>> start Data for processing

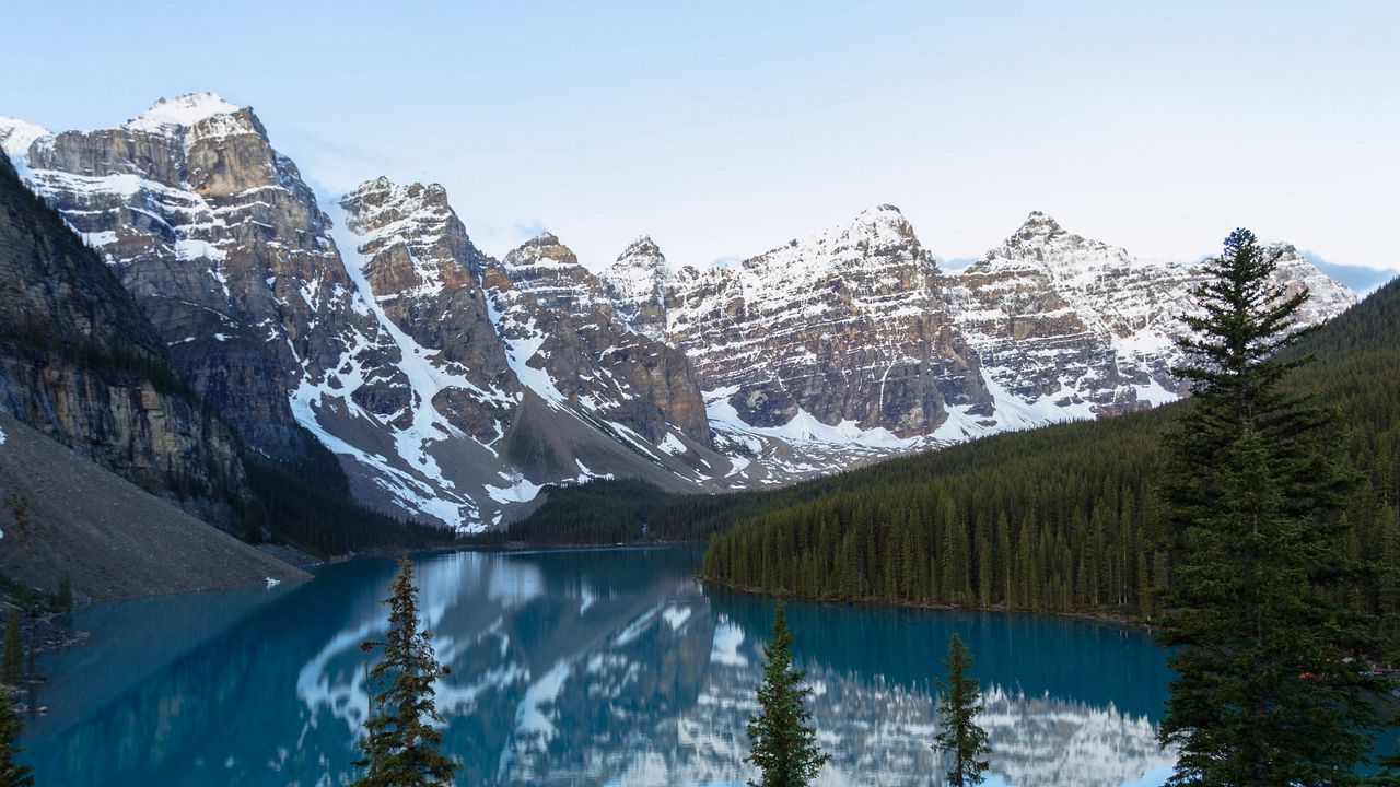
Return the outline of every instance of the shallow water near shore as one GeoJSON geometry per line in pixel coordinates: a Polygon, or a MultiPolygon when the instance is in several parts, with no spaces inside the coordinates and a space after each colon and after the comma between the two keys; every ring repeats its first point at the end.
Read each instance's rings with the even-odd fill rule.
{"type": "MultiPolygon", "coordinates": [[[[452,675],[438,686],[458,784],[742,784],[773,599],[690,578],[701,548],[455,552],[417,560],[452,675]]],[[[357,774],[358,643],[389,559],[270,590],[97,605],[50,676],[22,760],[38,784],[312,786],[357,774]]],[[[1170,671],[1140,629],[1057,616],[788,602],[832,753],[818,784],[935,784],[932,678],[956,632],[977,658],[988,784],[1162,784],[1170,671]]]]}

>> end Data for processing
>> start Data for processing

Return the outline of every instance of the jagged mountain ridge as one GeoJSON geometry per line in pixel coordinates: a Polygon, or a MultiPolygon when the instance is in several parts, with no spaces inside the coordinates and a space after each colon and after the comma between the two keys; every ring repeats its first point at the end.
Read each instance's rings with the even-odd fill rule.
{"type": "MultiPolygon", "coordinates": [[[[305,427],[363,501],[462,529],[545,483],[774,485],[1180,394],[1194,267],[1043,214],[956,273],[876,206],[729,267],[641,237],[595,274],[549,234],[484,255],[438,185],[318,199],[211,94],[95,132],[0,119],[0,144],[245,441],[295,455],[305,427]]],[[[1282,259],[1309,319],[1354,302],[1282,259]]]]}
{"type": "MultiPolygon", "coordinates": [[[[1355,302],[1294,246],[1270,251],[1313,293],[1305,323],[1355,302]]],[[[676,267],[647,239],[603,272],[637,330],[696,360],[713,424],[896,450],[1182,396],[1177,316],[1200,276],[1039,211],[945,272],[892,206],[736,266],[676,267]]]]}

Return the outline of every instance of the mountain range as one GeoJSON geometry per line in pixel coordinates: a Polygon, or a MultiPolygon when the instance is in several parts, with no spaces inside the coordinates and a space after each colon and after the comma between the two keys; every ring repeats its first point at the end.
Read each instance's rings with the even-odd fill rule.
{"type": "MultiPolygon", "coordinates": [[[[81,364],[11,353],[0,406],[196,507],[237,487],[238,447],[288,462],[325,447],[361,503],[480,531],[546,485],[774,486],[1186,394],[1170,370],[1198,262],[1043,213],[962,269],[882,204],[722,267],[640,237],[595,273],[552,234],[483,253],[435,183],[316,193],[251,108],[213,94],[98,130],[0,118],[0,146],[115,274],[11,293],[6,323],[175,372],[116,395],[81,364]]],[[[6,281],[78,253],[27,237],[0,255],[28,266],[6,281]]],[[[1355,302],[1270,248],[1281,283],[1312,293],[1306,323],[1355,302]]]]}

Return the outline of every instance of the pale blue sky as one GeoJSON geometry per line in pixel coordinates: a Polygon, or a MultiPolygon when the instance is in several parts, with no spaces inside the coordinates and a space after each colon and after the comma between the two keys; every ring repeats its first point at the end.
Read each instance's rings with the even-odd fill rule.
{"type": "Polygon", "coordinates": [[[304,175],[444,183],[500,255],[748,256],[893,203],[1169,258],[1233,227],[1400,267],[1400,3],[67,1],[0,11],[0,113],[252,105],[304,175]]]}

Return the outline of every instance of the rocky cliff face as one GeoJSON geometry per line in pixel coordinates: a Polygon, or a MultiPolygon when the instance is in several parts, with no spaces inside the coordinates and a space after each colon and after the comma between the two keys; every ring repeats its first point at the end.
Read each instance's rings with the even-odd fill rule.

>> end Data for processing
>> start Data for processing

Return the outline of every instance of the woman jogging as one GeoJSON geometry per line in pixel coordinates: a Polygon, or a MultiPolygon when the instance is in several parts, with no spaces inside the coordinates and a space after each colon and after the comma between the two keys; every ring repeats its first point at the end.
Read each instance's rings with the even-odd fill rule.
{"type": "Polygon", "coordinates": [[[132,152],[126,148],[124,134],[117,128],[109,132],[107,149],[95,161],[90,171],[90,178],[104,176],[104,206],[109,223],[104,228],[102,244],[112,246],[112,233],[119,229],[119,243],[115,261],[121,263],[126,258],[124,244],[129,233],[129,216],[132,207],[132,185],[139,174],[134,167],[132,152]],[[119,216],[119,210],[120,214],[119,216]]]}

>> end Data for processing

Extract each line of the data above that contains the string "mountain". Case counts.

▸ **Written solution**:
Return the outline of every instance of the jagged mountain ridge as one GeoJSON geometry per line in pixel coordinates: a Polygon, or a MultiPolygon when the instance is in several parts, with no spaces inside the coordinates and a space after each colon and after the comma between the two keys; every ring repeats its first point at the end.
Return the outline of every instance of the mountain range as one GeoJSON geometry per line in pixel coordinates: a Polygon, or a MultiPolygon when the instance is in several parts, with no spaces inside the coordinates and a space after each colon and after the comma between the two keys; every ring repeats its first point at the end.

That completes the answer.